Records of labeled points
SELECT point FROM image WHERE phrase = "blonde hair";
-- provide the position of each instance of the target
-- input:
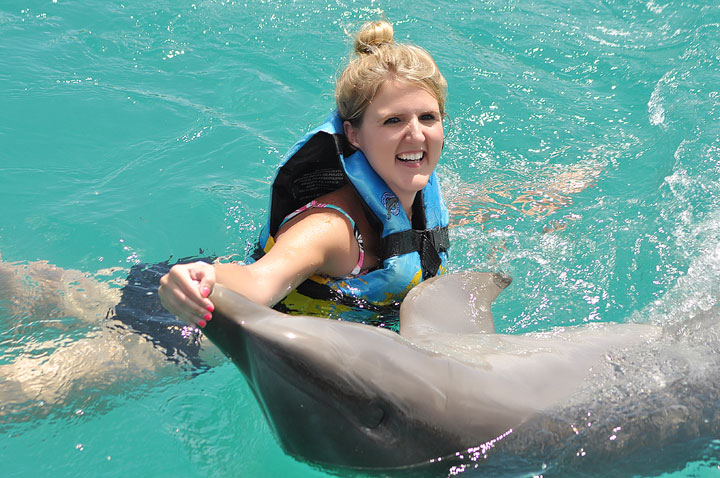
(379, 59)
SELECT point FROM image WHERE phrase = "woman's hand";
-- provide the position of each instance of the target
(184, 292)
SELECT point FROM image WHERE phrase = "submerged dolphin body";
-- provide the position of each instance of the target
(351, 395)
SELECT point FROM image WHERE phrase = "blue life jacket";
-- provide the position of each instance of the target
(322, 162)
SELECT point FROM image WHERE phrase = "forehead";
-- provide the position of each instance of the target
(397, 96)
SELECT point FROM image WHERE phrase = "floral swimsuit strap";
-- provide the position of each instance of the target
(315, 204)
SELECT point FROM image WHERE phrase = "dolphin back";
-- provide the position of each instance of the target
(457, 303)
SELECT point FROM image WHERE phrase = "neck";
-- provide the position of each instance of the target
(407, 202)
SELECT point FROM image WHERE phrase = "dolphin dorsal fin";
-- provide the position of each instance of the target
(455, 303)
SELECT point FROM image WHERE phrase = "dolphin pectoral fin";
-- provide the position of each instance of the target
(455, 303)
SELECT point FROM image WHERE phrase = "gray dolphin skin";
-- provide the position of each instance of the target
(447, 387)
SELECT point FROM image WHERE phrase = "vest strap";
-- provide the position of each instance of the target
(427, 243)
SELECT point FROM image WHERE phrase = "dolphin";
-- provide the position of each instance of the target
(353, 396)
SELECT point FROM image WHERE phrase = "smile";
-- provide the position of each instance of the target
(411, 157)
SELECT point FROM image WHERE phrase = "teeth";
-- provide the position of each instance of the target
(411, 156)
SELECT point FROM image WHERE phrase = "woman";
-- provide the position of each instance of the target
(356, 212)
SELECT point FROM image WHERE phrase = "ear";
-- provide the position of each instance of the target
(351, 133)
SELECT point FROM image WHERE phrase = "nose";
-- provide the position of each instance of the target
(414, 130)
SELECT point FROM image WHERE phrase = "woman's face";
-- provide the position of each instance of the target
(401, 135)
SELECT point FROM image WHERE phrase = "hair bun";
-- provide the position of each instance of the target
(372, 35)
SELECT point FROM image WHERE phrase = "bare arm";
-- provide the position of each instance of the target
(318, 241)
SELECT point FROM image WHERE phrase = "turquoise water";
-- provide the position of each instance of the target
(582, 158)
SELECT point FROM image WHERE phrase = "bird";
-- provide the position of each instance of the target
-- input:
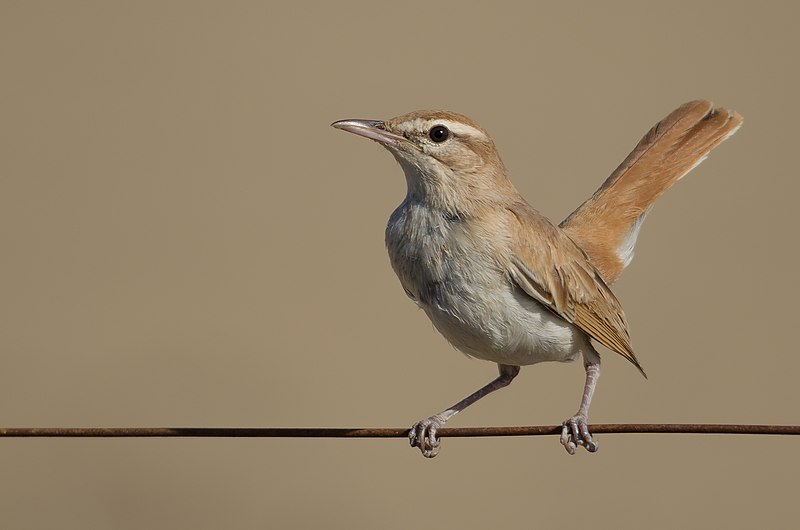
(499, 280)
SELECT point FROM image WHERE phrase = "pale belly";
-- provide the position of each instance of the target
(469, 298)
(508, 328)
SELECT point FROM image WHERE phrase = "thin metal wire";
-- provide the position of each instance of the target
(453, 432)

Direction
Make an exact copy of the records above, with the pictures left out.

Answer to this task
SELECT point FROM image WHERE phrase = "blonde hair";
-- provide the position of each instance of the target
-- input:
(379, 59)
SELECT point FROM image WHERE phrase = "woman's hand";
-- provide the position of each instance of the target
(184, 292)
SELECT point FROM image WHERE phrase = "submerged dolphin body";
-- provide the position of each instance of the target
(351, 395)
SELECT point FROM image WHERE phrase = "blue life jacket";
-- provide the position of each instance of the target
(322, 162)
SELECT point FROM image WHERE phrase = "forehead";
-- provide the position of each instance of the target
(397, 96)
SELECT point FROM image WHERE phrase = "floral swimsuit strap";
-- provide the position of each instance of the target
(315, 204)
SELECT point FROM image WHERE phrase = "dolphin back";
-- provide the position of each instance of the target
(457, 303)
SELECT point FROM image WHERE phrase = "neck";
-- provide the position of each instance of the target
(407, 202)
SELECT point FROM image WHERE phrase = "dolphin dorsal fin";
-- provide the position of each instance of the target
(455, 303)
SELECT point FROM image WHERE phrase = "dolphin pectoral fin";
-- provide the position of each instance of the target
(455, 303)
SELECT point FROM image WHERE phrase = "gray dolphin skin";
-- provide the position of each instance of the target
(447, 387)
SELECT point FROM image WHERE phrase = "vest strap";
-- provide the position of each instance of the target
(427, 243)
SELECT point FROM image WHERE phrase = "dolphin";
-- provide the position of each instance of the target
(353, 396)
SELECT point FROM image WHERE phrase = "smile";
-- provide the position of each instance of the target
(411, 157)
SELECT point FROM image WHERE phrase = "teeth";
-- provide the position of each instance of the target
(411, 156)
SELECT point FROM image WHERE phrase = "woman";
-- provide the position of each instance of the target
(356, 212)
SELECT point FROM image WHERE phrase = "ear";
-- provide the position of each instance of the target
(351, 133)
SELECT point FROM image WHERE phrase = "nose";
-- provide the position of each instance of the target
(414, 130)
SELECT point FROM image WHERE phrase = "woman's face";
-- provide the position of each instance of the target
(401, 135)
SELECT point FROM image WHERE phrase = "hair bun";
-- provide the position of each instance of the target
(372, 35)
SELECT point FROM image WHERE phrase = "bare arm";
-- provide the position of each instance of the target
(318, 241)
SELECT point FROM image WHERE phrase = "turquoise water";
-- provide the position of each instance of the target
(582, 158)
SELECT point FROM image WHERE phrase = "bird";
-- provide the position of each instance of the target
-- input:
(499, 280)
SELECT point FROM image WHERE phrase = "pale belly";
-- provide the position of each instance of the target
(469, 298)
(508, 328)
SELECT point FROM image WHERE phrase = "thin metal wire";
-- provide the position of each instance of the target
(453, 432)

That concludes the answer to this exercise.